Data shown:
++++++++++

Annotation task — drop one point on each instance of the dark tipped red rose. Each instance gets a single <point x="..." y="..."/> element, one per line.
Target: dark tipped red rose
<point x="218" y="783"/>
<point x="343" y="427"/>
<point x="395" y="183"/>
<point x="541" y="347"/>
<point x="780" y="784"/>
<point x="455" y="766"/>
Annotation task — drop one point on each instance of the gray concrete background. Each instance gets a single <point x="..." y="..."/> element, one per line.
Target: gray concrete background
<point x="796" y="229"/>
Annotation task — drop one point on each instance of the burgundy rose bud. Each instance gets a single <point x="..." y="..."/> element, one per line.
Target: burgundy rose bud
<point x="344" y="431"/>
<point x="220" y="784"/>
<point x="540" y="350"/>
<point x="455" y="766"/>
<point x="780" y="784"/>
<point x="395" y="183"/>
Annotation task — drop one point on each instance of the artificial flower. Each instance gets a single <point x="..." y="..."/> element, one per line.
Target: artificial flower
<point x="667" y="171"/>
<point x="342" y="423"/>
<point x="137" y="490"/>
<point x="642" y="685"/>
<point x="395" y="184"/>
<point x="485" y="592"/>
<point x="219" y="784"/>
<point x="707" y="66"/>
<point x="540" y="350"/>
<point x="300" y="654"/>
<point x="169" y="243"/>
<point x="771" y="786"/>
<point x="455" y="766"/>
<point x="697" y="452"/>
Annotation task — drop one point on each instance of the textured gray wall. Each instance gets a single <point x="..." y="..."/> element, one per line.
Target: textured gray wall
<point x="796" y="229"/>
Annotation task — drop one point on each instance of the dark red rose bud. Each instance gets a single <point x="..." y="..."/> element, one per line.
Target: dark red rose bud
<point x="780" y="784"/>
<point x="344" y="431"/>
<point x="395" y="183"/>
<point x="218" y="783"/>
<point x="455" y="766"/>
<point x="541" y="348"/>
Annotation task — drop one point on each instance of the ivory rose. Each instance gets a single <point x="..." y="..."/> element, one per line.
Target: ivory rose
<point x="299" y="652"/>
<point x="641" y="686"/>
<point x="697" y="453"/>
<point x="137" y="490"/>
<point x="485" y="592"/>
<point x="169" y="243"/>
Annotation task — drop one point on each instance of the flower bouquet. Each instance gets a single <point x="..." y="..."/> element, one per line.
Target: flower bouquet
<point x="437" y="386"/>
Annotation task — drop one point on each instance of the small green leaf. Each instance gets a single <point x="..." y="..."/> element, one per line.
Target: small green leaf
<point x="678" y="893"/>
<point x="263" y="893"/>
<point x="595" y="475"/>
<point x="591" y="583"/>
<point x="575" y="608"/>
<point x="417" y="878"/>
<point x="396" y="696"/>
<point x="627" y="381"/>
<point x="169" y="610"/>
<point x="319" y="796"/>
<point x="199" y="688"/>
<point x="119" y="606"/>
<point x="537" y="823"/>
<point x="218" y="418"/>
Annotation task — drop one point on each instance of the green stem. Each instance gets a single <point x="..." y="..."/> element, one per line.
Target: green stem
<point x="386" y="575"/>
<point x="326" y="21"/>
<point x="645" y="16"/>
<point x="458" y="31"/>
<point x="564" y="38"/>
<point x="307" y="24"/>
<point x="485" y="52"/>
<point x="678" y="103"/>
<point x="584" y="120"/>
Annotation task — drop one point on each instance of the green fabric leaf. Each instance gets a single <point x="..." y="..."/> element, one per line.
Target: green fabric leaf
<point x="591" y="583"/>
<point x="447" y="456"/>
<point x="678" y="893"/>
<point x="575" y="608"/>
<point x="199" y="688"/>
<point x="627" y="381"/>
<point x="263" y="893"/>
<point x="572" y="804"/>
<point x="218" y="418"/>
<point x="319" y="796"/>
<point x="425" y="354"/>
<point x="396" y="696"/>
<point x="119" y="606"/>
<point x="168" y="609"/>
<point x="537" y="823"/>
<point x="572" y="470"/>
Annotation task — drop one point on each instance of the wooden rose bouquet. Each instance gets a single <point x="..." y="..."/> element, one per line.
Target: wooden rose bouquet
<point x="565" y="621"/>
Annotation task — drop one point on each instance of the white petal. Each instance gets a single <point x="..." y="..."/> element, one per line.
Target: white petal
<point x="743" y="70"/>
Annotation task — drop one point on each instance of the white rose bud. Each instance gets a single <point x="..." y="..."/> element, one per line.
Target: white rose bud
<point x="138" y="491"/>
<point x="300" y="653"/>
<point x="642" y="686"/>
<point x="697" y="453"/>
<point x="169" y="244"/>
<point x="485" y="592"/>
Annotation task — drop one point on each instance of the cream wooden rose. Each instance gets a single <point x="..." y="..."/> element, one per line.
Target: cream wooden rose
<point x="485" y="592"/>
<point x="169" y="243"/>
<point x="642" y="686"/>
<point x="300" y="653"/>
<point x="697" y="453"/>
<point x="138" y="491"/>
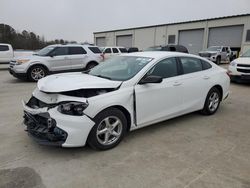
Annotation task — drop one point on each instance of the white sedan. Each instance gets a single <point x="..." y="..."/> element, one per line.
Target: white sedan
<point x="122" y="94"/>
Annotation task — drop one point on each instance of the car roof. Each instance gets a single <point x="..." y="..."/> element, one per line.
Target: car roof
<point x="158" y="54"/>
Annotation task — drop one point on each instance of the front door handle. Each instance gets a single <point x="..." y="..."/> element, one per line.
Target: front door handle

++++++++++

Work to be completed:
Without the pictures, output the full listing exactly as it stands.

Correct answer:
Annotation task — drop one point on each instance of the dark tipped red rose. Each instance gets a single <point x="..." y="..."/> element, one per line.
Target: dark tipped red rose
<point x="218" y="783"/>
<point x="343" y="427"/>
<point x="395" y="183"/>
<point x="541" y="347"/>
<point x="780" y="784"/>
<point x="455" y="766"/>
Annotation task — drop one point on each instance of the gray concrete background. Each instance gets a single <point x="..." y="..."/> element, one per line.
Target: gray concrete background
<point x="796" y="229"/>
Annotation task — drop one point on each instance of the burgundy rose bud. Each instance gets a single <point x="..." y="..."/> element, one per line.
Target: burgundy rose bud
<point x="344" y="431"/>
<point x="220" y="784"/>
<point x="540" y="350"/>
<point x="455" y="766"/>
<point x="780" y="784"/>
<point x="395" y="183"/>
Annotation task — drop one point on each instance of the artificial flower. Each instance gets a single <point x="..." y="..."/> element, one per line.
Target: artificial flower
<point x="667" y="171"/>
<point x="342" y="423"/>
<point x="137" y="490"/>
<point x="642" y="685"/>
<point x="395" y="184"/>
<point x="485" y="592"/>
<point x="219" y="784"/>
<point x="707" y="66"/>
<point x="540" y="350"/>
<point x="300" y="654"/>
<point x="169" y="243"/>
<point x="771" y="786"/>
<point x="455" y="766"/>
<point x="697" y="452"/>
Annotation task — drop one point on each instance of the textured gray wall. Each instance gets a single <point x="..." y="..."/> element, one per line.
Target: textured gray wall
<point x="796" y="229"/>
Annotation task — drop one point on each instance of the dark red rose bud. Each instance gets a single <point x="..." y="..."/> element, one per line.
Target: dark red rose bud
<point x="780" y="784"/>
<point x="344" y="431"/>
<point x="395" y="183"/>
<point x="218" y="783"/>
<point x="455" y="766"/>
<point x="541" y="348"/>
Annotation task — drop one point on each instance of the ivory rose. Each instance gets a single <point x="..." y="..."/> element, one per line.
Target: ivory rose
<point x="299" y="652"/>
<point x="641" y="686"/>
<point x="697" y="453"/>
<point x="137" y="490"/>
<point x="485" y="592"/>
<point x="169" y="243"/>
Annotation task — drop one point on each instance of the flower bouquet. Each instance gets a single <point x="..." y="..."/> element, one per line.
Target: flower bouquet
<point x="437" y="386"/>
Annotation task — drop one point on each instance of the small green leaf. Each instance gets a single <point x="..." y="..."/> element, one per line.
Target: small green leaf
<point x="678" y="893"/>
<point x="263" y="893"/>
<point x="595" y="475"/>
<point x="591" y="583"/>
<point x="575" y="608"/>
<point x="417" y="878"/>
<point x="396" y="696"/>
<point x="627" y="381"/>
<point x="169" y="610"/>
<point x="319" y="796"/>
<point x="199" y="688"/>
<point x="119" y="606"/>
<point x="537" y="823"/>
<point x="218" y="418"/>
Annotation task — drop one point on each instance of the green stem. Each instance gets a single <point x="..." y="..."/> element, one per line.
Target: green stem
<point x="386" y="575"/>
<point x="326" y="21"/>
<point x="645" y="16"/>
<point x="458" y="31"/>
<point x="564" y="38"/>
<point x="307" y="24"/>
<point x="485" y="52"/>
<point x="678" y="103"/>
<point x="584" y="120"/>
Annotation task — drop one point on each instance of the green fabric leaf. Each instance gets a single <point x="..." y="..."/> element, one per line.
Target: green fabric leaf
<point x="591" y="583"/>
<point x="447" y="456"/>
<point x="678" y="893"/>
<point x="575" y="608"/>
<point x="199" y="688"/>
<point x="627" y="381"/>
<point x="263" y="893"/>
<point x="572" y="804"/>
<point x="218" y="418"/>
<point x="319" y="796"/>
<point x="425" y="354"/>
<point x="396" y="696"/>
<point x="119" y="606"/>
<point x="168" y="609"/>
<point x="537" y="823"/>
<point x="572" y="470"/>
Annotation task — drop one point on each instance of the wooden rose bouquet. Each instance gets a single <point x="..." y="..."/> element, one per line.
Target: wooden rose bouquet
<point x="565" y="621"/>
Annotation task — drop one point on each instance of the white petal. Each instance gets a single <point x="..." y="..."/> element, one per line.
Target: white petal
<point x="743" y="70"/>
Annotation task — drop one point on each instance of the white rose bud. Each instance gets a single <point x="..." y="..."/> element, one per line.
Target: white rose bud
<point x="138" y="491"/>
<point x="300" y="653"/>
<point x="642" y="686"/>
<point x="697" y="453"/>
<point x="169" y="244"/>
<point x="485" y="592"/>
Annotation task — drop one point on each instance of the cream wooden rose. Each instance gets a single <point x="..." y="..."/> element, one per line.
Target: cream wooden rose
<point x="485" y="592"/>
<point x="169" y="243"/>
<point x="642" y="686"/>
<point x="300" y="653"/>
<point x="697" y="453"/>
<point x="138" y="491"/>
Annotation task — drop one point on each instance of the white sedan. Each instance gets a single <point x="..." y="..."/> element, one per line.
Target: white sedan
<point x="122" y="94"/>
Annotation task — drop one point on each instance of the car roof. Each instance gets a single <point x="..." y="..."/> element, one per line.
Target: car roof
<point x="158" y="54"/>
Annotation task — drop one point on each instance of the front door handle. Each instance gets a single <point x="..." y="..."/> element, one per line.
Target: front door handle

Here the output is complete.